- [Work to be completed]:
From top to bottom, reproduce the listing without a single change.

- [Data provided]:
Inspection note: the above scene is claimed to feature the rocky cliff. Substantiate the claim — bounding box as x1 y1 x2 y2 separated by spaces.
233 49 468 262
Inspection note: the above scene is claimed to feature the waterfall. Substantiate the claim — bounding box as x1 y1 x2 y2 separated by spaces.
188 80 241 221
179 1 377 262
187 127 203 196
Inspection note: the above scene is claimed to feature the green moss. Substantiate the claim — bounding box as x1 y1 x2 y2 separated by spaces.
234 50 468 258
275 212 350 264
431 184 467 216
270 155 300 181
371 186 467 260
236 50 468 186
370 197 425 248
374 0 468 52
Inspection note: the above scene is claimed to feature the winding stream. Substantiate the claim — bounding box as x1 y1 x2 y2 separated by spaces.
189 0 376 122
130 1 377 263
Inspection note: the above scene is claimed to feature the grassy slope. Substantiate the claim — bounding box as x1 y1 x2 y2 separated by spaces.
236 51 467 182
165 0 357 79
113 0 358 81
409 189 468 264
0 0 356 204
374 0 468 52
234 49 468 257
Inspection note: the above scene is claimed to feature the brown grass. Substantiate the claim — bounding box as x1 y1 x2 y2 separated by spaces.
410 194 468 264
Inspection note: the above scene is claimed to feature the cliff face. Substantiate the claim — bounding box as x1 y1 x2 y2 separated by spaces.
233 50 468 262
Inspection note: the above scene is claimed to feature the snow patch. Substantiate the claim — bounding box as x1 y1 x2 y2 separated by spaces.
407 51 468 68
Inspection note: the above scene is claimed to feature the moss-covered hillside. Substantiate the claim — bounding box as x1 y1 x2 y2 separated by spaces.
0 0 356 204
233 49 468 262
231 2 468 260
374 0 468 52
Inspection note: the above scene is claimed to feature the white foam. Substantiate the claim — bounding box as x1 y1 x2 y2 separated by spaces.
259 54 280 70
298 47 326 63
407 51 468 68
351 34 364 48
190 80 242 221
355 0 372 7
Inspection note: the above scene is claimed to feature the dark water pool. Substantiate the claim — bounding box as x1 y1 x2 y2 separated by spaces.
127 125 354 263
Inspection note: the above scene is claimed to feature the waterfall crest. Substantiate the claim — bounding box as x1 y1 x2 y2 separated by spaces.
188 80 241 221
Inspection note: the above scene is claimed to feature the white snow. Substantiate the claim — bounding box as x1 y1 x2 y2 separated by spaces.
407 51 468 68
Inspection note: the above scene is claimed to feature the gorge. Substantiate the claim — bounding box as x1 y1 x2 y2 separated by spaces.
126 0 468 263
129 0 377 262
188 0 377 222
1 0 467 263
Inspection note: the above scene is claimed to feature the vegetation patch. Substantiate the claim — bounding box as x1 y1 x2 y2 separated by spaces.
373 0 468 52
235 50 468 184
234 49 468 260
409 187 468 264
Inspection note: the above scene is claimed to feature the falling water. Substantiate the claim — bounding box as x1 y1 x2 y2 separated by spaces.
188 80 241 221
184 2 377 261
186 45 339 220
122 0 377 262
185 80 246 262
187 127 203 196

- [Exercise solution]:
Inspection note: the above scene is claimed to feature the rocky cliff. Substantiate the claim — bounding box as x1 y1 x2 y2 separated by spaces.
233 49 468 262
Inspection note: the above scene is claimed to feature the waterfall. Substantiate the claim — bounding box as x1 y1 x2 y2 separated by spaces.
188 80 241 221
179 1 377 262
187 127 203 196
Inspection note: the above scene is claimed to feature the green moss. Substantiate the claim — bounding box as x1 y1 x2 y2 separated by spaces.
234 50 468 258
275 212 350 264
431 184 467 216
270 155 300 181
371 186 467 260
236 50 468 186
370 197 425 248
374 0 468 52
Inspection note: the above scene is claimed to feature the winding stream. Substantiate the claim — bounding box as x1 y1 x2 y2 separated by spaces.
189 0 376 122
130 1 377 263
Inspection note: the above scene is claimed to feature the grassy slope. Substantiate the claim — bounding box as x1 y1 x2 y2 separated by spaces.
236 51 467 182
165 0 357 79
113 0 358 81
409 189 468 264
0 0 356 204
374 0 468 52
234 49 468 257
Inspection note: the above scene is claimed to feature the brown grass. Substantiate the claim — bounding box as x1 y1 x2 y2 separated by spaces.
410 194 468 264
Inspection note: the above scene is claimed to feature the cliff face. Substantiate the claim — bounding box as x1 y1 x2 y2 separated by spaces.
233 50 468 262
Inspection note: the above scene is claimed to feature the snow patch. Substantiate the claim — bounding box as x1 y1 x2 y2 separated by spaces.
407 51 468 68
Inspection note: the above scene is claimed to feature the moss-covered hillside. Substantiate the claim — bounding box as x1 y1 x2 y2 separated by spaces.
0 0 356 204
233 49 468 262
231 2 468 260
374 0 468 52
Inspection note: the above scene is claimed to feature the white foam. Substantiate the claim — bounding box as x1 y1 x2 y2 separated by spaces.
259 54 280 70
298 47 326 63
407 51 468 68
351 34 364 48
190 80 242 221
355 0 372 7
Inspection note: the above scene is claimed to feature the dark water pool. Substantiate the claim — bounding box as x1 y1 x2 y2 separated by spaces.
127 125 354 263
Inspection note: the above scene is claimed to feature the waterfall crest. Substantiate the claim — bounding box as x1 y1 x2 y2 separated by spaces.
188 80 241 221
Inspection note: the above scene is claimed to feature the white snow. Substantiate the claim — bounding box as x1 y1 x2 y2 separated by spaces.
407 51 468 68
Inspection note: the above scene is claimed to feature the gorge. Substantiate the claim — bounding box as x1 y1 x2 y2 separated by spaces.
126 0 468 263
129 0 377 262
188 0 377 222
1 0 467 263
Inspection note: the above scene is claimed to feature the vegetation patch. Substantiate the claim — bounding box as x1 y1 x2 y2 separated by spaces.
373 0 468 52
235 50 468 184
234 49 468 260
409 187 468 264
Inspection note: the above scene is claimed to feature the falling water. Substantiate the claim — bounding box as x1 y1 x2 y2 separated by spaces.
188 80 241 221
184 2 377 261
186 45 339 220
122 0 377 262
185 80 246 262
187 127 203 196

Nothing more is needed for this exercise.